*Brief*. The records below are to be transcribed in full, exactly as given.
Data extracts START
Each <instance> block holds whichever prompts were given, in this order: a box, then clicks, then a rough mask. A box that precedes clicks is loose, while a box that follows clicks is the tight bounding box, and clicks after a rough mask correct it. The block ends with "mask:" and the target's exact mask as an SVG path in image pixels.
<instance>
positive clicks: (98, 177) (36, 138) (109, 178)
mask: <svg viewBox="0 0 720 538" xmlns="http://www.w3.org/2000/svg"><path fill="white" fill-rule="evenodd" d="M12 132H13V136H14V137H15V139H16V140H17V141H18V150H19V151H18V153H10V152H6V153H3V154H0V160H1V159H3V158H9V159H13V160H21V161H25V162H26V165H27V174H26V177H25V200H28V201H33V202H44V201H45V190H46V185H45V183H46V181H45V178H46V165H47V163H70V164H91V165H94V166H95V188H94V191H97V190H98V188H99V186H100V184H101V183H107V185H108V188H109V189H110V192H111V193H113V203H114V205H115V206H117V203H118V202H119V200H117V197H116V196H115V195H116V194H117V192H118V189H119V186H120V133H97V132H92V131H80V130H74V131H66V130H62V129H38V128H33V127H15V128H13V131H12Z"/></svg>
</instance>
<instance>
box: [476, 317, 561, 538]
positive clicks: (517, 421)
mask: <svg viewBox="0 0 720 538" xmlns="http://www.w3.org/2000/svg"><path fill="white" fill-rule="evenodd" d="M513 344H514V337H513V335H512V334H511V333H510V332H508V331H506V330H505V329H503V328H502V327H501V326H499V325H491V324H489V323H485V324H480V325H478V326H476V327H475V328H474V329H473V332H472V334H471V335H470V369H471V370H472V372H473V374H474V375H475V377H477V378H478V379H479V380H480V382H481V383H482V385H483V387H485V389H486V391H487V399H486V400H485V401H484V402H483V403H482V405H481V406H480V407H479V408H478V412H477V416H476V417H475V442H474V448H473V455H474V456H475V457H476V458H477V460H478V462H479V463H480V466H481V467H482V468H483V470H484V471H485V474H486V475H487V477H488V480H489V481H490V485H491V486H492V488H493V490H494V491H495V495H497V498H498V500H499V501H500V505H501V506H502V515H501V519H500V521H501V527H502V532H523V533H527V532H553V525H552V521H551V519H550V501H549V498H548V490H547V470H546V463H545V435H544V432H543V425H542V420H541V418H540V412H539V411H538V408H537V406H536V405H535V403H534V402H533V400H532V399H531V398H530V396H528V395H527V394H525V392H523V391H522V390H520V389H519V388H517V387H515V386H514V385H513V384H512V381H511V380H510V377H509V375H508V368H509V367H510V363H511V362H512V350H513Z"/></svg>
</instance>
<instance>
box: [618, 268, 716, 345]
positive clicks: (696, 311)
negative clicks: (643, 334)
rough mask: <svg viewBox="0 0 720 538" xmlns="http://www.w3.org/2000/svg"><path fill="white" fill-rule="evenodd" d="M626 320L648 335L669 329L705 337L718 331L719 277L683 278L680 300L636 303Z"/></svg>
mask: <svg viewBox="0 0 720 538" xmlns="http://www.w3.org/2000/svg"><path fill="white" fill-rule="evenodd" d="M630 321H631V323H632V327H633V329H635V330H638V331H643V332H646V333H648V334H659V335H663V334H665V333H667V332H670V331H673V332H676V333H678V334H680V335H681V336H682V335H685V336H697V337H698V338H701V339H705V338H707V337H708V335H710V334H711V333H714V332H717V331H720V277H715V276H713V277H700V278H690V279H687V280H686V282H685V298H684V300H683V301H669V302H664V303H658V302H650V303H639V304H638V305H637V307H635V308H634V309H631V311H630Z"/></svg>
Data extracts END
*Response for this exercise*.
Each <instance> block holds whichever prompts were given, in this order: a box, then clicks, then a rough mask. A box that precedes clicks is loose, while a box that follows clicks is the tight bounding box, and clicks after a rough mask correct it. The block ends with "mask:" and the target's exact mask as an SVG path in image pixels.
<instance>
positive clicks: (98, 177) (36, 138) (109, 178)
mask: <svg viewBox="0 0 720 538" xmlns="http://www.w3.org/2000/svg"><path fill="white" fill-rule="evenodd" d="M12 132H13V136H14V137H15V139H16V140H17V141H18V150H19V151H18V153H10V152H6V153H3V154H0V160H1V159H3V158H9V159H13V160H21V161H25V162H26V165H27V174H26V177H25V200H28V201H33V202H44V201H45V190H46V185H45V183H46V181H45V178H46V165H47V163H70V164H91V165H94V166H95V188H94V191H97V190H98V188H99V186H100V184H101V183H107V185H108V188H109V189H110V192H111V193H113V203H114V205H115V206H117V203H118V202H119V200H117V197H116V196H115V195H116V194H117V192H118V189H119V186H120V133H97V132H92V131H80V130H74V131H66V130H62V129H38V128H33V127H15V128H13V131H12Z"/></svg>
</instance>
<instance>
box: [476, 317, 561, 538]
positive clicks: (517, 421)
mask: <svg viewBox="0 0 720 538" xmlns="http://www.w3.org/2000/svg"><path fill="white" fill-rule="evenodd" d="M513 344H514V337H513V335H512V334H511V333H510V332H508V331H506V330H505V329H503V328H502V327H501V326H499V325H491V324H489V323H485V324H480V325H478V326H476V327H475V328H474V329H473V332H472V334H471V335H470V369H471V370H472V372H473V374H474V375H475V377H477V378H478V379H479V380H480V382H481V383H482V385H483V387H485V389H486V391H487V399H486V400H485V401H484V402H483V403H482V405H481V406H480V407H479V408H478V412H477V416H476V417H475V442H474V448H473V455H474V456H475V457H476V458H477V460H478V462H479V463H480V466H481V467H482V468H483V470H484V471H485V474H486V475H487V477H488V480H489V481H490V485H491V486H492V488H493V490H494V491H495V495H497V498H498V500H499V501H500V505H501V506H502V515H501V519H500V521H501V527H502V532H523V533H527V532H553V525H552V521H551V519H550V501H549V498H548V490H547V470H546V463H545V435H544V432H543V425H542V420H541V418H540V412H539V411H538V408H537V406H536V405H535V403H534V402H533V400H532V399H531V398H530V396H528V395H527V394H525V392H523V391H522V390H520V389H519V388H517V387H515V386H514V385H513V384H512V381H511V380H510V377H509V375H508V368H509V367H510V363H511V362H512V350H513Z"/></svg>
</instance>
<instance>
box: [618, 268, 716, 345]
positive clicks: (696, 311)
negative clicks: (643, 334)
rough mask: <svg viewBox="0 0 720 538" xmlns="http://www.w3.org/2000/svg"><path fill="white" fill-rule="evenodd" d="M626 320L648 335L669 329L705 337L718 331L719 277L683 278L680 300L636 303Z"/></svg>
mask: <svg viewBox="0 0 720 538" xmlns="http://www.w3.org/2000/svg"><path fill="white" fill-rule="evenodd" d="M630 321H631V323H632V327H633V329H635V330H638V331H643V332H646V333H648V334H659V335H663V334H665V333H667V332H670V331H673V332H676V333H678V334H680V335H681V336H682V335H685V336H697V337H698V338H701V339H705V338H707V337H708V335H710V334H711V333H714V332H717V331H720V277H715V276H713V277H700V278H690V279H687V280H686V282H685V298H684V300H683V301H669V302H664V303H658V302H650V303H639V304H638V305H637V307H635V308H634V309H631V311H630Z"/></svg>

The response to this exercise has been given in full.